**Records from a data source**
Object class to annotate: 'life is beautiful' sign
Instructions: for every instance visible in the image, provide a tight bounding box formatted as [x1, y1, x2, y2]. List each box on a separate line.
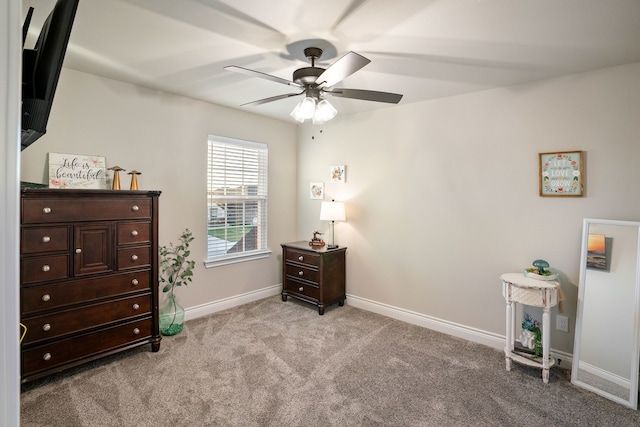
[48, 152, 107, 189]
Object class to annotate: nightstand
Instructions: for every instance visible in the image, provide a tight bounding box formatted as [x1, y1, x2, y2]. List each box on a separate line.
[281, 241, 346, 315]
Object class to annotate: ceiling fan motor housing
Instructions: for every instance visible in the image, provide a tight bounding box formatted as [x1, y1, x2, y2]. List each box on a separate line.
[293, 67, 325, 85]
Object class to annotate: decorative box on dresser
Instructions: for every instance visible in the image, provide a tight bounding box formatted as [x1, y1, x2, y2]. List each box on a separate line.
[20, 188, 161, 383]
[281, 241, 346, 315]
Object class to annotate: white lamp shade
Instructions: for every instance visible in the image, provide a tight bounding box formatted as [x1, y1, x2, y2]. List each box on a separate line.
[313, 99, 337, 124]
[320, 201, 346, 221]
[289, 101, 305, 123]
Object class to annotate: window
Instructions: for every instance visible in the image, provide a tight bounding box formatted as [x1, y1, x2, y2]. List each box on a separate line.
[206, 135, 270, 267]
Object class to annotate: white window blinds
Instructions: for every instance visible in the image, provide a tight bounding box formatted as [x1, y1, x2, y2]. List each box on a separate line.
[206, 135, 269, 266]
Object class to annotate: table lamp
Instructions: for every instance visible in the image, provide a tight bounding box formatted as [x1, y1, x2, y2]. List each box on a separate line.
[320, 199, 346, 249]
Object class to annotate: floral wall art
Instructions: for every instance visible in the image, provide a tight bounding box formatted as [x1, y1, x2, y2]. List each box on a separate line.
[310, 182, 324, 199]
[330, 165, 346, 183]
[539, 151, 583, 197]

**ABOUT THIS EXERCISE**
The data should be printed again unchanged; leave its pictures out.

**SOLVED PROBLEM**
Object class to annotate: 'life is beautiful' sign
Instructions: for every instance visible in the image, provide a tight bounding box formatted as [x1, y1, x2, y2]. List each box on a separate line.
[48, 152, 107, 189]
Object class to annotate: nightstand
Instructions: for every instance visible in the image, provide a tight bounding box formatted as [x1, y1, x2, y2]. List each box on a separate line.
[281, 241, 346, 315]
Object class to annotate: ceiling fan motor housing
Instructions: for every instance visible in the image, provide a tight bounding box formatted as [x1, y1, x2, y2]. List each box on a separate line.
[293, 67, 325, 85]
Object class to annotate: decorative box on dresser
Instructions: for every instance visible in the image, provide a tight bounding box formatted as [x1, y1, x2, y2]. List each box on a separate line.
[20, 188, 161, 383]
[281, 241, 346, 315]
Object class to annotate: white lamp shade
Instructions: for every instance visible in the image, provide a tight bounding box formatted as [x1, y1, x2, y2]. List each box on a separate line.
[313, 99, 337, 124]
[320, 201, 346, 221]
[289, 101, 305, 123]
Object class to annotate: window
Instructions: for every instance visible in the image, provide a tight bounding box formatted as [x1, y1, x2, y2]. List each box on a separate line.
[206, 135, 270, 267]
Object class to annotate: white window blinds
Instructions: for every instance visible in the image, provide a tight bounding box formatted as [x1, y1, x2, y2]. List each box on a separate line.
[206, 135, 269, 266]
Object class to annotate: table lamp
Instructions: for every instance visible in the image, provide a tight bounding box formatted as [x1, y1, x2, y2]. List each box on a separate line.
[320, 199, 346, 249]
Object class to annotate: floral wall art
Instructions: for every instance visible in the image, provide a tight bounding box formatted as [x1, y1, x2, y2]. List each box on a separate line.
[310, 182, 324, 199]
[330, 165, 346, 183]
[539, 151, 583, 197]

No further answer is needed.